◆ **Job**
List every field name that appears under the "Overview" heading in the Baotou Metro text below.

◆ **Excerpt provided**
■ ■ ■ ■

Overview
- Owner: City of Baotou
- Locale: Baotou, Inner Mongolia, China
- Transit type: Rapid transit
- Number of lines: 6
- Number of stations: 125

Operation
- Operation will start: Suspended indefinitely (originally 2022)
- Operator(s): Baotou Metro Investment Group Co., Ltd

Technical
- System length: 182.5 km (113.40 mi)
- Track gauge: 1,435 mm (4 ft 8+1⁄2 in)

= Baotou Metro =

Planned metro system in Baotou, China

Baotou Metro was a proposed metro system to serve the city of Baotou, Inner Mongolia, China. Initial go ahead was granted by the NDRC in 2016 and construction started in May 2017, but the project was put on hold by the NDRC in November 2017 owing to concerns over cost.

== Line planning ==
The east-west Line 1 was to be 26.2 km long with 22 stations. Construction on the RMB 20.19 bn ($US 3 bn) project began in May 2017 with commissioning scheduled for 2022.

■ ■ ■ ■

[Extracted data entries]
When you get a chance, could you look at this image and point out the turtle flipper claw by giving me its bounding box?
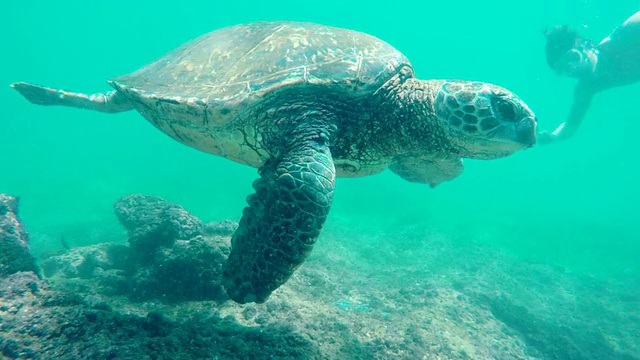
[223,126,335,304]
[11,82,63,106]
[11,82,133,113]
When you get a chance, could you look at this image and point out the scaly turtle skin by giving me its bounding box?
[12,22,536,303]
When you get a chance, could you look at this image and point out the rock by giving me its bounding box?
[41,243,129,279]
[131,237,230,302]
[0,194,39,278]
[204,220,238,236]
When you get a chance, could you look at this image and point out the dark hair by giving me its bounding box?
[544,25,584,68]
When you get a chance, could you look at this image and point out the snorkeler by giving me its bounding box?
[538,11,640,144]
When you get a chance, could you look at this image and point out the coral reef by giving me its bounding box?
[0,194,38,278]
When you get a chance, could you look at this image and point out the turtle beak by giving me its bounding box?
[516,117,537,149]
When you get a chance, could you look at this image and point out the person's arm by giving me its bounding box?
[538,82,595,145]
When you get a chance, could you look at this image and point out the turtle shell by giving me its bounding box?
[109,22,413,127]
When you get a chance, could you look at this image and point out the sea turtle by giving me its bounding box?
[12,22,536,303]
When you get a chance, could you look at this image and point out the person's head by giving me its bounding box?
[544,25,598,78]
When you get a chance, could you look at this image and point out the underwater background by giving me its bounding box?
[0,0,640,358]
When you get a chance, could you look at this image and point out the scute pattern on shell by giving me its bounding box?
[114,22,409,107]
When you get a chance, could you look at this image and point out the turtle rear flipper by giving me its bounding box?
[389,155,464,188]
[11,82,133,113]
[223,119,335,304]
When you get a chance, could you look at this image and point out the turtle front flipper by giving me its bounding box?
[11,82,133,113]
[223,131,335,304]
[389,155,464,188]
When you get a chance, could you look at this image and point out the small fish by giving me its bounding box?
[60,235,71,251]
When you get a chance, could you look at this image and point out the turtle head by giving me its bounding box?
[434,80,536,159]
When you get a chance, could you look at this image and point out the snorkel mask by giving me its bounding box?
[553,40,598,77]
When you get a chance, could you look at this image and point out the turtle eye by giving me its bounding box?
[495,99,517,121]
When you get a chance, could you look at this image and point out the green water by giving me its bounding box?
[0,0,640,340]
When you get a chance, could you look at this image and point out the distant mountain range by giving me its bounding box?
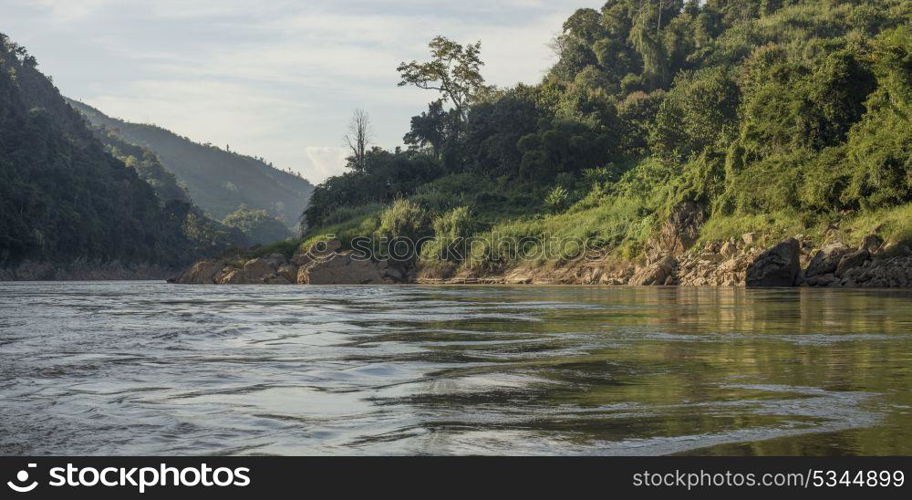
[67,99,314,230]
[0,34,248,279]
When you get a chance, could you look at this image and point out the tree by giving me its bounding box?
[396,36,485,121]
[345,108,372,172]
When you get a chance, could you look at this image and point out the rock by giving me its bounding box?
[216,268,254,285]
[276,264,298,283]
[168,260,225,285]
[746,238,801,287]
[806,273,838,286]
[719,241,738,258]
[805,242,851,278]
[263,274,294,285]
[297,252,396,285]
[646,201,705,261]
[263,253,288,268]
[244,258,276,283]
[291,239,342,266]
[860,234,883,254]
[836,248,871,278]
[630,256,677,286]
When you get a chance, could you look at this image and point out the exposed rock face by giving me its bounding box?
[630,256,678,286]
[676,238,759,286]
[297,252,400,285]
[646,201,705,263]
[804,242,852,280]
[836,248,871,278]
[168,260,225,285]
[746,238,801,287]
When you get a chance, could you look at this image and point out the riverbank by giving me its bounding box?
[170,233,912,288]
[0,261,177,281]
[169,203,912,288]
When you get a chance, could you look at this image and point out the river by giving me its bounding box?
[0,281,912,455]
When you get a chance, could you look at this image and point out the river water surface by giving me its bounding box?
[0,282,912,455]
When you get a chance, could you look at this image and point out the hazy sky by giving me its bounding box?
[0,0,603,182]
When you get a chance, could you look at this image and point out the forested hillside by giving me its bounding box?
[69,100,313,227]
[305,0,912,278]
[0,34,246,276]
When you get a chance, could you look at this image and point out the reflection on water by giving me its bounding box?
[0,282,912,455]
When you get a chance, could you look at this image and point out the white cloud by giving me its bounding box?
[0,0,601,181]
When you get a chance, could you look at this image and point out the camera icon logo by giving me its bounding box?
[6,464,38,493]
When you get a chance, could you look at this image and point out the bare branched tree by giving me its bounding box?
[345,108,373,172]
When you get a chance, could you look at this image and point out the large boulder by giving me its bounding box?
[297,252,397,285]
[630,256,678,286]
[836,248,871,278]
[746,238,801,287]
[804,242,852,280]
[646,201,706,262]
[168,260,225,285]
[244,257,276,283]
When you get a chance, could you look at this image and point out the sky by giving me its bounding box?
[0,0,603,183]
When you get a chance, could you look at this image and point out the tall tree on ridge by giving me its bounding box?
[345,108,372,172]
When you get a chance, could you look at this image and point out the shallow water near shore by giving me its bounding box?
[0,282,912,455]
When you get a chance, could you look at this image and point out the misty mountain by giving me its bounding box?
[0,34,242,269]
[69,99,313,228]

■ ■ ■ ■

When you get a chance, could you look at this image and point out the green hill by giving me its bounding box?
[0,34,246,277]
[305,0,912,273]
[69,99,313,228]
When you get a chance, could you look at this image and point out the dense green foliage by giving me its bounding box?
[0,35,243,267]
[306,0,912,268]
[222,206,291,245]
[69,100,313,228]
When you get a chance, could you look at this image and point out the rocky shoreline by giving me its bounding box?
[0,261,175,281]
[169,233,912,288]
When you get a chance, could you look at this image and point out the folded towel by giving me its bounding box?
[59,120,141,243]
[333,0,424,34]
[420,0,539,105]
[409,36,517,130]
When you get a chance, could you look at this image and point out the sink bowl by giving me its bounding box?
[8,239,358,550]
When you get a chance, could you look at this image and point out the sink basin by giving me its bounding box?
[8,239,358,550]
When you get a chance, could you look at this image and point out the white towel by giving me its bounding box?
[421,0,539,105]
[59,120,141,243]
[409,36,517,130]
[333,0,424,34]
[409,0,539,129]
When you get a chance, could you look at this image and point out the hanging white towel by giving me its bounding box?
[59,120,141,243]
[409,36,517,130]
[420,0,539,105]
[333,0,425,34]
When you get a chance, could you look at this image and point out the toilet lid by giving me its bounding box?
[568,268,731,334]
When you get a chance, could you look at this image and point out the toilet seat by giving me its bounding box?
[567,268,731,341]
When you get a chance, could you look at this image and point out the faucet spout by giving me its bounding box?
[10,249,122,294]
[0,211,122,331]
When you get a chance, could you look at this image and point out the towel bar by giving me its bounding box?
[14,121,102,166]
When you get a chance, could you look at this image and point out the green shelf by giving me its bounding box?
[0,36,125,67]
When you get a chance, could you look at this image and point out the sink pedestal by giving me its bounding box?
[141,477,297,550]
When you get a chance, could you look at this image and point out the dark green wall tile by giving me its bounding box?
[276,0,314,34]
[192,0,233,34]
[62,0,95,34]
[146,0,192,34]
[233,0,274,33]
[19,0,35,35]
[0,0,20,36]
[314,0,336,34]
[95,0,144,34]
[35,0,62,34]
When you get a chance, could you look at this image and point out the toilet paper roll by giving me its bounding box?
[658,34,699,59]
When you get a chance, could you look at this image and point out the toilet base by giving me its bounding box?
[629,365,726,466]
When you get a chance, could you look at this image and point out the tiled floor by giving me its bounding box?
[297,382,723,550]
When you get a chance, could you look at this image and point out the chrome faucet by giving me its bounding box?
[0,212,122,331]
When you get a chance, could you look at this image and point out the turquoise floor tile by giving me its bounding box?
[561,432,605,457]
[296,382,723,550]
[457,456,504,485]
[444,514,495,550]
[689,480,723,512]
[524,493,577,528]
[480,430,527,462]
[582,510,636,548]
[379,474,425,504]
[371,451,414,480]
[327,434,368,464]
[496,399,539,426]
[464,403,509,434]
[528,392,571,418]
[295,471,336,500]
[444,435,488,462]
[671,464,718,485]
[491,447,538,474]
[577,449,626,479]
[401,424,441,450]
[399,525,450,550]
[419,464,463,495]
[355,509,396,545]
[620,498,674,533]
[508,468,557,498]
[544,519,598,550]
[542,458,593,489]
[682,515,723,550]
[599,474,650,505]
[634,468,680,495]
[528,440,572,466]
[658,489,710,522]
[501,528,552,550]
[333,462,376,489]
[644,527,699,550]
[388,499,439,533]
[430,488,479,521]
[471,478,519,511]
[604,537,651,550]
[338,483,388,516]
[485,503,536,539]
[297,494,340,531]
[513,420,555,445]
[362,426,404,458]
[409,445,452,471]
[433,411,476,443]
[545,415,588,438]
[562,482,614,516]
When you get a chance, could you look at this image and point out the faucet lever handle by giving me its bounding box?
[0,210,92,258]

■ ■ ■ ■

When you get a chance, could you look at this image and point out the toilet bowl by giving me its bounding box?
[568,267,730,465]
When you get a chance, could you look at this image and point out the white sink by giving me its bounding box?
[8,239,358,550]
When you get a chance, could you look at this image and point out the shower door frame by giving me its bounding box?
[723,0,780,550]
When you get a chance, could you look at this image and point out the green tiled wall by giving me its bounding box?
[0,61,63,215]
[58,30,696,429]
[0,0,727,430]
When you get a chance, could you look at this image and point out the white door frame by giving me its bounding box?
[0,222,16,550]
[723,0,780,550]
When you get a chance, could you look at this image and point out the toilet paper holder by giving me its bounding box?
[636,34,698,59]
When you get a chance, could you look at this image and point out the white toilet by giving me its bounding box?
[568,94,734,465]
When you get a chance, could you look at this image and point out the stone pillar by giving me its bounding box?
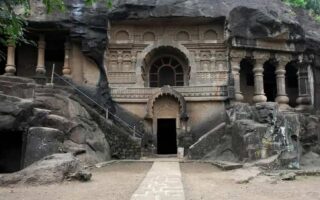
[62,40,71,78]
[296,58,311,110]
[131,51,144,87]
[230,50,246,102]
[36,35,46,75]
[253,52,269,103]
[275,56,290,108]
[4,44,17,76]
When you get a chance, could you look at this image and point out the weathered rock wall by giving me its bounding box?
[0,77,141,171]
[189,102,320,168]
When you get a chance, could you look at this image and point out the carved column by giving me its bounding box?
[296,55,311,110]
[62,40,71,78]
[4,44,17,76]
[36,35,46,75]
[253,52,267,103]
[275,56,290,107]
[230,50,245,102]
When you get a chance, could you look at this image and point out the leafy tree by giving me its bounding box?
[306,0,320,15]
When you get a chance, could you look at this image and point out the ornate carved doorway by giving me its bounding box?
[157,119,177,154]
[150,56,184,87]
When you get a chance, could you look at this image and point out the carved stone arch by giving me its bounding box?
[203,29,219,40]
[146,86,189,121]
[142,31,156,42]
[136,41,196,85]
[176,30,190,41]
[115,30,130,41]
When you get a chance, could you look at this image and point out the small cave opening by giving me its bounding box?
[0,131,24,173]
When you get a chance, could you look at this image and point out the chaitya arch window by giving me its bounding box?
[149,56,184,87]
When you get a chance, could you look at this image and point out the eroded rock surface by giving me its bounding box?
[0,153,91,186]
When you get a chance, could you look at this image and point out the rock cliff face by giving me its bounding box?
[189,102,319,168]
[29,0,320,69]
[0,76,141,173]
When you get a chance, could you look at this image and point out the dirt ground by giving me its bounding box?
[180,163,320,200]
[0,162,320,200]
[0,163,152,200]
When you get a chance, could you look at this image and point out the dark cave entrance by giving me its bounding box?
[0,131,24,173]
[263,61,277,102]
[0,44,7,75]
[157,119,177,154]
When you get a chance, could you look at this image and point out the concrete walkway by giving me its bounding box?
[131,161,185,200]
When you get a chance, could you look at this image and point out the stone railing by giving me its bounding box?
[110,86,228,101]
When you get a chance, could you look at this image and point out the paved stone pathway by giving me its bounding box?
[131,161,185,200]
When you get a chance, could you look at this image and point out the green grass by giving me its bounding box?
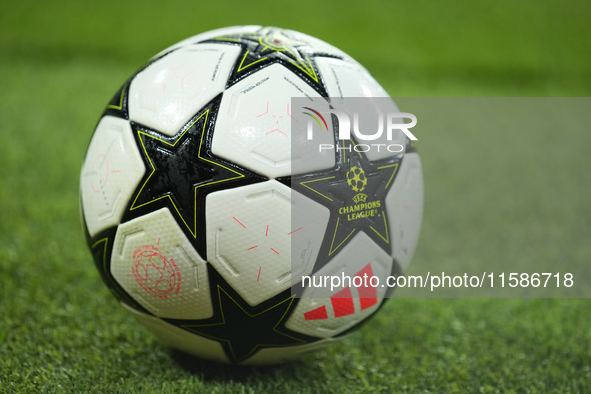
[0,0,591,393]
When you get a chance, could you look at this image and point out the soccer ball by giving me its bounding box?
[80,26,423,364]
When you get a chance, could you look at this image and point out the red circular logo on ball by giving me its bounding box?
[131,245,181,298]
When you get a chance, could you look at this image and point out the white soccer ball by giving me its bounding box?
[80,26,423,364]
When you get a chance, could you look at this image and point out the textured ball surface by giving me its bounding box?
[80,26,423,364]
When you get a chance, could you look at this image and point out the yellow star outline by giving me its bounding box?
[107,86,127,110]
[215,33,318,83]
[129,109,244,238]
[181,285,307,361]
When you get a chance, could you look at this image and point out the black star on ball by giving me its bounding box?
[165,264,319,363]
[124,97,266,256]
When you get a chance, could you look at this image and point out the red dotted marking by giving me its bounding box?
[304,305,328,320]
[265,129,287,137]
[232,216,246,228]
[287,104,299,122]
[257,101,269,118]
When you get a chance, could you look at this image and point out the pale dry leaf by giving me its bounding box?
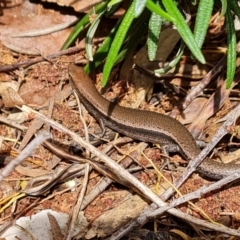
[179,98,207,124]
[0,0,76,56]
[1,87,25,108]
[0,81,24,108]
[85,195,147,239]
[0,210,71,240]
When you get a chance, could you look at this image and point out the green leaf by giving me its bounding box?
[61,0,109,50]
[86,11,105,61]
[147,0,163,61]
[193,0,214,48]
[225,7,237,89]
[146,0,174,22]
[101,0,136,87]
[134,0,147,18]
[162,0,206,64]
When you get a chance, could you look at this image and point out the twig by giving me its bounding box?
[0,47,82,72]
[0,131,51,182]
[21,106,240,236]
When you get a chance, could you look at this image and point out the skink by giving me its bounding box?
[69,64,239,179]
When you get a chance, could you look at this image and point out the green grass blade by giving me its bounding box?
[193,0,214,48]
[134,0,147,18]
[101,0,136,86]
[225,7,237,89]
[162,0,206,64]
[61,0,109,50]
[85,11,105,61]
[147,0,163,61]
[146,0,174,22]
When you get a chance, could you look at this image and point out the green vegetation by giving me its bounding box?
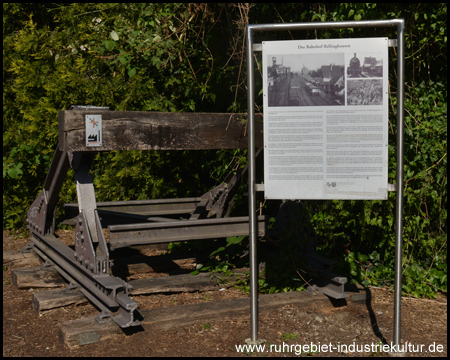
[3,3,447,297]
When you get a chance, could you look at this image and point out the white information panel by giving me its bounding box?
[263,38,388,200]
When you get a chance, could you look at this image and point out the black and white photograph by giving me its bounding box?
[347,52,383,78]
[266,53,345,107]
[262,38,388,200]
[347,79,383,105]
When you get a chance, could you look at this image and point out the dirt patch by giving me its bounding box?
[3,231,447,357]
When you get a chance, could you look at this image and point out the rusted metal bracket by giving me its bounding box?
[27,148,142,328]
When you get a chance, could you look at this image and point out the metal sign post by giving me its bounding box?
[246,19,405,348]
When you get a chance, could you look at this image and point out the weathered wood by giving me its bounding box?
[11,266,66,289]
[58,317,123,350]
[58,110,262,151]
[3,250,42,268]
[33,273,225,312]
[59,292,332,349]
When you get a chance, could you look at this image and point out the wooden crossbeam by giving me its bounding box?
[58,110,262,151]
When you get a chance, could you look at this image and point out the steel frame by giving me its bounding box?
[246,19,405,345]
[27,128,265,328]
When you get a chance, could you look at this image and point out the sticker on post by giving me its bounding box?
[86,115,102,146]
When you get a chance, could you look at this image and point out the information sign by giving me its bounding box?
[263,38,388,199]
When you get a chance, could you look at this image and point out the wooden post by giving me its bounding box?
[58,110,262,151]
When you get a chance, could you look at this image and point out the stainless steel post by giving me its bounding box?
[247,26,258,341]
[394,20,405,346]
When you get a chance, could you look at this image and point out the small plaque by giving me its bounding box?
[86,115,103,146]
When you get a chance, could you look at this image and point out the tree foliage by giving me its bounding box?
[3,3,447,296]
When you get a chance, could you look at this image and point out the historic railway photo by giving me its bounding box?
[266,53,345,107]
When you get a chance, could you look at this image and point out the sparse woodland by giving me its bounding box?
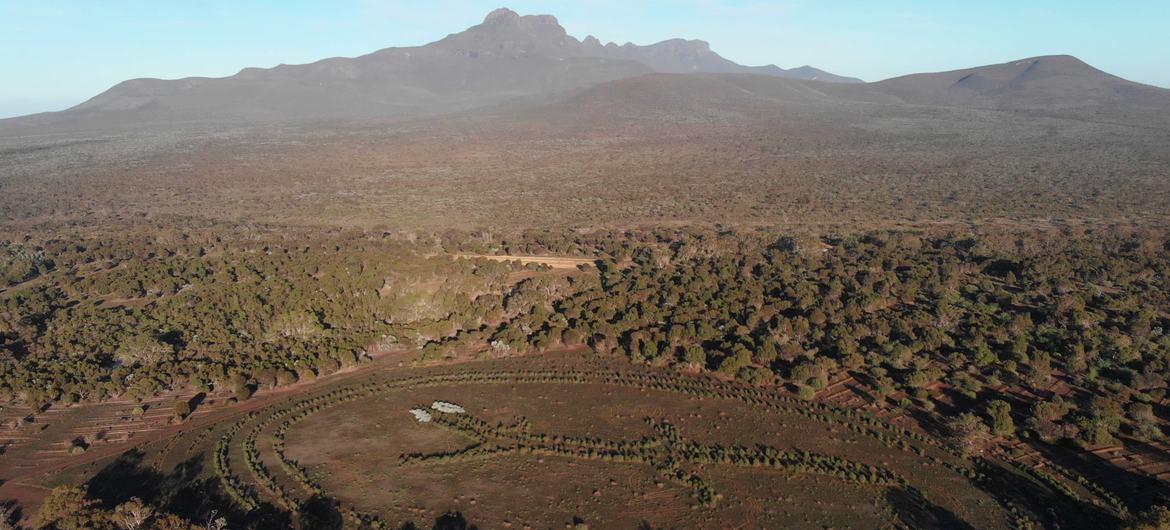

■ ■ ■ ■

◆ **Reply to the exercise**
Owner, Locale, Transit type, Number of lines, Number of stations